## ACTIONS TO TAKE:
1) Duplicate the section of the passage on primary grammar teaching from "When the government" to "actually enjoy it?".
2) According to the passage on primary grammar teaching, when did the government introduce the Year 6 grammar, punctuation and spelling test?

## PROVIDED PASSAGE:
━━━━━━━━━━

With all Year 6 children required to take a spelling, punctuation and grammar test and more emphasis on the technical side of English in the primary curriculum, we asked the experts for their top tips and practical activities to help your child engage with – and enjoy – grammar.

When the government introduced the Year 6 Grammar, punctuation and spelling (SPAG) test in summer 2013, it showed a commitment to a more formal approach to grammar in primary schools.

The previous national curriculum was somewhat vague about how grammar should be taught; for example, in Key Stage 1, it simply stated that ‘pupils should be taught some of the grammatical features of written standard English’. The current curriculum (adopted in 2014), however, sets out exactly which grammatical concepts should be taught in each school year, from capital letters and full stops in Year 1 right through to using passive tenses, independent clauses, colons and semi-colons in Year 6.

So how can you help your child to get to grips with grammar, and actually enjoy it?

━━━━━━━━━━

## GIVEN INFORMATION:
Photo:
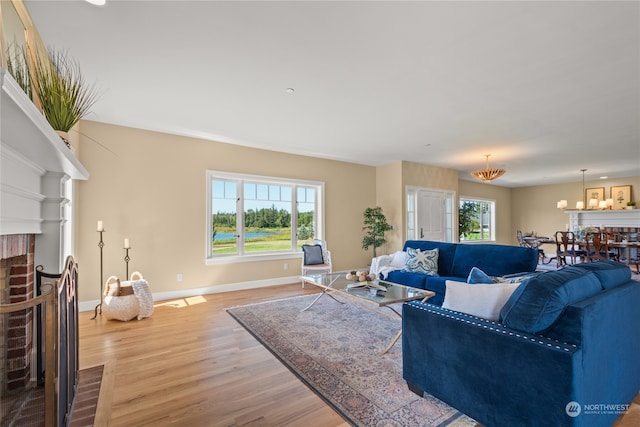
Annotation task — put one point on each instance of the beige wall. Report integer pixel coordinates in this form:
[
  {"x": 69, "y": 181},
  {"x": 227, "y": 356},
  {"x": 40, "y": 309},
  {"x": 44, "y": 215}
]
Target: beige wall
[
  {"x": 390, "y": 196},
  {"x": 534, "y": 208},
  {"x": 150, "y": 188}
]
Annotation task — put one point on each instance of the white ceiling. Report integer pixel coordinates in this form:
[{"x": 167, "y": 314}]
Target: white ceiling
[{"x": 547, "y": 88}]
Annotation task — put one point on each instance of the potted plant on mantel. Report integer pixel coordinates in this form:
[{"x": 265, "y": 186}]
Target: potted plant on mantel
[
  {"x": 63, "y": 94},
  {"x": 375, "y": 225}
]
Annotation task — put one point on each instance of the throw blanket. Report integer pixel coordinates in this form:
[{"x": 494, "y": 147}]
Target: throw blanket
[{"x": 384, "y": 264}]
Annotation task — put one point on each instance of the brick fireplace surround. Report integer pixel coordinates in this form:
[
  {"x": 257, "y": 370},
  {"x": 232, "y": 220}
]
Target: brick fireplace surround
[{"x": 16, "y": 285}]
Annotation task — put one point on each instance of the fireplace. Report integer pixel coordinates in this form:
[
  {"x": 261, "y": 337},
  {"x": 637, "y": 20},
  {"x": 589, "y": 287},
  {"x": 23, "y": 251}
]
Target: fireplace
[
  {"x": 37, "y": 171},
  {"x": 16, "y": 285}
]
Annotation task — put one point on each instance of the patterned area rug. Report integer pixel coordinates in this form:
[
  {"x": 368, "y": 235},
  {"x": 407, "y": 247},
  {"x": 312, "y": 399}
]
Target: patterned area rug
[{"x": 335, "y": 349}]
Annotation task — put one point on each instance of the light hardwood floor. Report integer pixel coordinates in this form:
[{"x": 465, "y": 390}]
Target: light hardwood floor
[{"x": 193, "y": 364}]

━━━━━━━━━━

## RESPONSES FOR EACH TASK:
1)
When the government introduced the Year 6 Grammar, punctuation and spelling (SPAG) test in summer 2013, it showed a commitment to a more formal approach to grammar in primary schools.

The previous national curriculum was somewhat vague about how grammar should be taught; for example, in Key Stage 1, it simply stated that ‘pupils should be taught some of the grammatical features of written standard English’. The current curriculum (adopted in 2014), however, sets out exactly which grammatical concepts should be taught in each school year, from capital letters and full stops in Year 1 right through to using passive tenses, independent clauses, colons and semi-colons in Year 6.

So how can you help your child to get to grips with grammar, and actually enjoy it?

2) In summer 2013.